### What to work on
The lines below starting at the line containing "blue soccer jersey;" and ending at the line containing "# Target: black sock" are to be repeated exactly, with both ends kept and nothing else added.
==============================
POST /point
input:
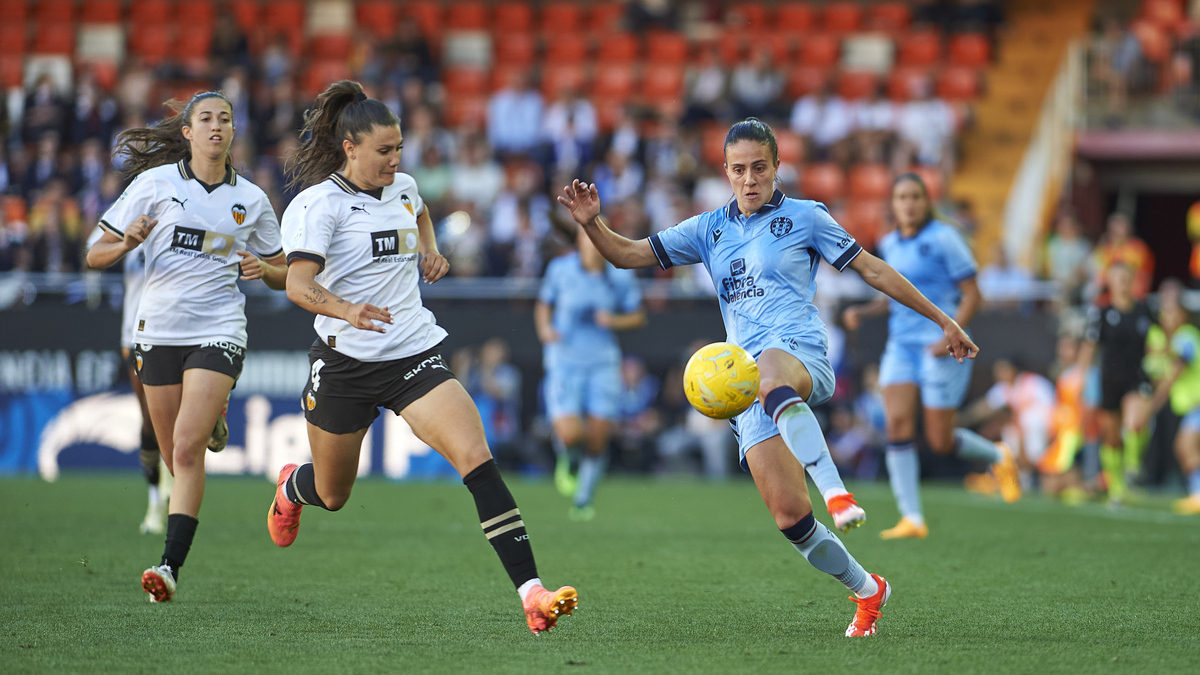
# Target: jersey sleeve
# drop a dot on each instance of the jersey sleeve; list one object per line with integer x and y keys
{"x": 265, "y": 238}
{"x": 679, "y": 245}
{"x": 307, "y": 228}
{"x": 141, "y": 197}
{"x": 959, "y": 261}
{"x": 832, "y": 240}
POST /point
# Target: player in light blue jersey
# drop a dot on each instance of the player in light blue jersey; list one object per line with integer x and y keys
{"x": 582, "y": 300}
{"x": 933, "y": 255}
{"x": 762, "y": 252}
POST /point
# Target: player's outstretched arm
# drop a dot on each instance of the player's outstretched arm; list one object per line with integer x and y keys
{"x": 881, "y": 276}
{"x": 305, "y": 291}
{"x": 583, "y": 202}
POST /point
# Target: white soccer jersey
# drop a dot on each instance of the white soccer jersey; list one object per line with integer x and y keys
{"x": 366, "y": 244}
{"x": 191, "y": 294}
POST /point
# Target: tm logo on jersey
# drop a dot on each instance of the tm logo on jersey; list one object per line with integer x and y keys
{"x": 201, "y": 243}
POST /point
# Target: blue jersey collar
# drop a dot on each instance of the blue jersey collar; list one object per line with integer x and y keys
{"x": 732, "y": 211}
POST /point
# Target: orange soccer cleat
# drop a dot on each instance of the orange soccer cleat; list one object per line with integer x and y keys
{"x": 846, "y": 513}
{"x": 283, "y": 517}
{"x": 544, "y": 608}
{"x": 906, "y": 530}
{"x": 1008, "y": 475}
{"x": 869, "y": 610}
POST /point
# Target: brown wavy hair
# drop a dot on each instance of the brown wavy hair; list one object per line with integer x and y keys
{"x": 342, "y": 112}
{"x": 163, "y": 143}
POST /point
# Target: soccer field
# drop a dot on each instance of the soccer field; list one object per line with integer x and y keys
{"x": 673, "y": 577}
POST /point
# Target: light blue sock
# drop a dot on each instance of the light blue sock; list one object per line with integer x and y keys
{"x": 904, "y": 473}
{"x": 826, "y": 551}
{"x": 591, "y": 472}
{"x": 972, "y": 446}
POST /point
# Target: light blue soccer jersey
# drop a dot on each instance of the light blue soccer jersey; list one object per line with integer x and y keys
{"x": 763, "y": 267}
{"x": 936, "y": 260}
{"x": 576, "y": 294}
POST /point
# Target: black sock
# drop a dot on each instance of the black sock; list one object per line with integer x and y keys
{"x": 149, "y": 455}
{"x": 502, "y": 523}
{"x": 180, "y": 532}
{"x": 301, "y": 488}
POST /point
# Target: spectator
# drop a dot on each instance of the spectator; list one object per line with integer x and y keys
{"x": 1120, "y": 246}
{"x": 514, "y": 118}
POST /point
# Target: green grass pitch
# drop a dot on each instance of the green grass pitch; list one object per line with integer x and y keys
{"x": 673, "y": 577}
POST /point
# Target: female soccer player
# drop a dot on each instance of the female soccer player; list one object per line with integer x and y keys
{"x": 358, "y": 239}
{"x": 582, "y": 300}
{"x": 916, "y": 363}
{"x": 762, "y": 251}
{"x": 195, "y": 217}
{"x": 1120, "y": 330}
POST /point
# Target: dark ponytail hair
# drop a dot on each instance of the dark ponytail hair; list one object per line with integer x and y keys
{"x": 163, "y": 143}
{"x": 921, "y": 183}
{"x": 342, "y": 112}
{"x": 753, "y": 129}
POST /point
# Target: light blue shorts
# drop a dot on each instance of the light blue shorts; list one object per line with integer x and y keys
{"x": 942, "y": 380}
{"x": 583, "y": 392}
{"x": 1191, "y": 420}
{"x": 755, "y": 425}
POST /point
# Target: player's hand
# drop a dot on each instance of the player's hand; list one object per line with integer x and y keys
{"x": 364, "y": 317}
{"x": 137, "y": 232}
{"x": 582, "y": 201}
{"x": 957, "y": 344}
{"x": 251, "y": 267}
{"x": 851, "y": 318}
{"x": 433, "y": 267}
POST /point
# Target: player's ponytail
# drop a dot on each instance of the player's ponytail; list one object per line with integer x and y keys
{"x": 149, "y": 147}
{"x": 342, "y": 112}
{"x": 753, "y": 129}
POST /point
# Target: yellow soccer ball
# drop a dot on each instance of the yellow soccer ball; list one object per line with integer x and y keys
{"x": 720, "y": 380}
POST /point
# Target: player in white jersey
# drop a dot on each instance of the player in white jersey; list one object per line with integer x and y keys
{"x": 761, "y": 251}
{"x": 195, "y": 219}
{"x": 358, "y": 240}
==============================
### Your response
# drop a dot on each instance of the light blue soccer jersey; list one object per line with integer x and y keys
{"x": 763, "y": 267}
{"x": 936, "y": 260}
{"x": 576, "y": 294}
POST /point
# Target: black sock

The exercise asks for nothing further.